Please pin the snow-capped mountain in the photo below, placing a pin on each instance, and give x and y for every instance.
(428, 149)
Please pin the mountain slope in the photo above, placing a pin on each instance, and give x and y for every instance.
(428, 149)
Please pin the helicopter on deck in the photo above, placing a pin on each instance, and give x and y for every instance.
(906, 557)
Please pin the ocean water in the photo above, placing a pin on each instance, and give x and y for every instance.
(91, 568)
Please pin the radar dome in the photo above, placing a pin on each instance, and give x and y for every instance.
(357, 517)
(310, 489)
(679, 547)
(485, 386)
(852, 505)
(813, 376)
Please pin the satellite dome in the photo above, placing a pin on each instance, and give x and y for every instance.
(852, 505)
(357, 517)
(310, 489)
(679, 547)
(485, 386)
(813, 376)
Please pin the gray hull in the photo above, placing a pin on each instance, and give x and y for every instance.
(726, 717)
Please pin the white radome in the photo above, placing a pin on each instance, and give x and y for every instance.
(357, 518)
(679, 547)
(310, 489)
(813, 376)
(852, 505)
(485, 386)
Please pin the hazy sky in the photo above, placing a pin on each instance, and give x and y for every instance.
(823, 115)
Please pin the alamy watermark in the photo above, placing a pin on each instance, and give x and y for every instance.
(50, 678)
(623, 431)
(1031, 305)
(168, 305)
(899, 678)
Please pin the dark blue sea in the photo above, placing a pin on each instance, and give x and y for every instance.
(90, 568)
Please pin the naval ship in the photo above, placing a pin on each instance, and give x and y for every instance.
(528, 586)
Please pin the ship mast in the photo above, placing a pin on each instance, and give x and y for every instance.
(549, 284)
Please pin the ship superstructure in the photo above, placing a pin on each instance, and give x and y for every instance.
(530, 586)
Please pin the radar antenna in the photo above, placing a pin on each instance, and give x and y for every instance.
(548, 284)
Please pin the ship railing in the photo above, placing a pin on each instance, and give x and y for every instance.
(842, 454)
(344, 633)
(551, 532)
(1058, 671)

··········

* JOB:
Arrange all the entries above as a JSON list of strings. Give each line its own string, including every coordinate line, and leave out blank lines.

* ANSWER IN FULL:
[
  "Please pin the snow-capped mountain in the photo below, placing a pin on each instance, and give x and y for every instance.",
  "(428, 149)",
  "Please pin the mountain slope in the photo above, placing a pin on each instance, and give x and y for every instance.",
  "(428, 149)",
  "Please pin the helicopter on deck in the photo above, placing a pin on each instance, and give x and y for every instance.",
  "(906, 557)",
  "Please pin the ocean water in the photo above, placing a pin on each instance, and give x and y for every instance.",
  "(91, 568)",
  "Please pin the radar dome in the photo above, placing a pin on each instance, and give x and y for every instance.",
  "(357, 517)",
  "(310, 489)",
  "(679, 547)",
  "(485, 386)",
  "(852, 505)",
  "(813, 376)",
  "Please pin the satellite dome in the photo above, placing a pin on each instance, and give x and y for every instance.",
  "(852, 505)",
  "(357, 517)",
  "(310, 489)",
  "(679, 547)",
  "(485, 386)",
  "(813, 376)",
  "Please pin the gray hull in the photo above, placing a pin on each instance, and give x and y for every instance.",
  "(726, 717)",
  "Please pin the white radome in the photo above, placing a pin on each instance, and give x and y for every instance.",
  "(357, 518)",
  "(679, 547)",
  "(310, 489)",
  "(813, 376)",
  "(852, 505)",
  "(485, 386)",
  "Please pin the hazy sky in the photo above, placing a pin on each instance, and give x and y for every instance.",
  "(823, 115)",
  "Please pin the alamy watermark in the photo above, placing a pin on each instance, and give x and y for every instance.",
  "(50, 678)",
  "(623, 431)",
  "(1031, 305)",
  "(168, 305)",
  "(899, 678)",
  "Please pin the dark blue sea in the photo above, placing a pin on each instance, and give x and y for every instance.",
  "(90, 568)",
  "Please pin the naval ship in the photo above, placing a pin on each instance, and give x and y for every instance.",
  "(528, 586)",
  "Please pin the ship mast in the photo above, placing a pin on each instance, and give x and y for every instance.",
  "(549, 284)",
  "Please pin the ship superstructure in the photo above, placing a pin on each instance, and give x and y for every instance.",
  "(530, 586)",
  "Please pin the radar antenna in the photo above, placing a pin on each instance, and give x and y for every instance.",
  "(548, 284)",
  "Please pin the ship railing in the photo above, placing a pin on each instance, and give x and y for every instance.",
  "(842, 454)",
  "(344, 633)",
  "(551, 532)",
  "(1058, 671)"
]